▶ **Do this**
Please repeat the rows word for word, starting with the first line and going on through the line with "[359,109,476,230]", including that line.

— START Data rows —

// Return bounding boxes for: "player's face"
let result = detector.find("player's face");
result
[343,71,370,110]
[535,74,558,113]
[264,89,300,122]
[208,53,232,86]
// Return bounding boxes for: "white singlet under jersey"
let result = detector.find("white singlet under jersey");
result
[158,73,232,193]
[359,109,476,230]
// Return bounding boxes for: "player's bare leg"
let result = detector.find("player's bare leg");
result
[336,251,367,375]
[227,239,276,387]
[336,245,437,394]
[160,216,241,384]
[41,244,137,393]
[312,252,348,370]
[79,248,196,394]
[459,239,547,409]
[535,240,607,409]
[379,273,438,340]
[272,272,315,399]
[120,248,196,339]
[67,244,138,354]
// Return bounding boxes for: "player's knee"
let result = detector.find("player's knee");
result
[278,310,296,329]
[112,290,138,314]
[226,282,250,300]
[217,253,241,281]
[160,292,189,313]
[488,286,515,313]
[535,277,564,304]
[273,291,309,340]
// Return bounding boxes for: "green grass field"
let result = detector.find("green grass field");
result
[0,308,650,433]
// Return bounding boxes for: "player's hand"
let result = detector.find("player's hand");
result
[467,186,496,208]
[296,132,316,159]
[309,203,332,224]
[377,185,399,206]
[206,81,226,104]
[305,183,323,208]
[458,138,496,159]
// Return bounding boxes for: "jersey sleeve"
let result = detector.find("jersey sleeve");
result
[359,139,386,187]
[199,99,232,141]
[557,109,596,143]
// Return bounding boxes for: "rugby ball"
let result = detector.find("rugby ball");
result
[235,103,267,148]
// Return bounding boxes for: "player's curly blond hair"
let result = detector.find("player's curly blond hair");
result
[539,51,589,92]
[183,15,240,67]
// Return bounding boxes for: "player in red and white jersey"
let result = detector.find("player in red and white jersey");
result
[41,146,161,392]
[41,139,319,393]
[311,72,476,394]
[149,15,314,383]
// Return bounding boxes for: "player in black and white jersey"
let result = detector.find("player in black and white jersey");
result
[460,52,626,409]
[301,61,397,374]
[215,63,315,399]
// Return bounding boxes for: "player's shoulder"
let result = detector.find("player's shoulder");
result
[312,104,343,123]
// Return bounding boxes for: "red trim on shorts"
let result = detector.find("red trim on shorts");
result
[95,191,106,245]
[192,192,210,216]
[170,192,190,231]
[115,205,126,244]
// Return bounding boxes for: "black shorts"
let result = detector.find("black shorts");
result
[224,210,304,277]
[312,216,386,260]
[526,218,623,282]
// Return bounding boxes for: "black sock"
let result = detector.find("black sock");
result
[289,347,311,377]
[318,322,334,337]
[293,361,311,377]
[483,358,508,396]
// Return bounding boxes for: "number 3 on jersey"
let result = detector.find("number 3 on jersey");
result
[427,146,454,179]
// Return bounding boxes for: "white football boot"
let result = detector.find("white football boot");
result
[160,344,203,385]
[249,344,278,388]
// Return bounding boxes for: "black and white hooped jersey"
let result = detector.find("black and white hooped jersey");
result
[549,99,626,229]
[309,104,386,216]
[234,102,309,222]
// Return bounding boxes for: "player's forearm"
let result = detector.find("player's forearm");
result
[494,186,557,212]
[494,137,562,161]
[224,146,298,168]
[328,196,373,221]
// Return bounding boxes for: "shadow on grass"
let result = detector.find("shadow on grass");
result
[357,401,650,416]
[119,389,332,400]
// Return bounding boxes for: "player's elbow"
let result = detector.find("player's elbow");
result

— END Data rows —

▶ **Response to this task**
// Return bounding boxes for: "player's face"
let result = detector.find("player's face");
result
[343,71,370,110]
[535,74,558,113]
[264,89,300,122]
[208,53,232,86]
// Return bounding boxes for: "white singlet under jersey"
let result = detector.find("white singlet under jersey");
result
[158,73,232,193]
[359,109,476,230]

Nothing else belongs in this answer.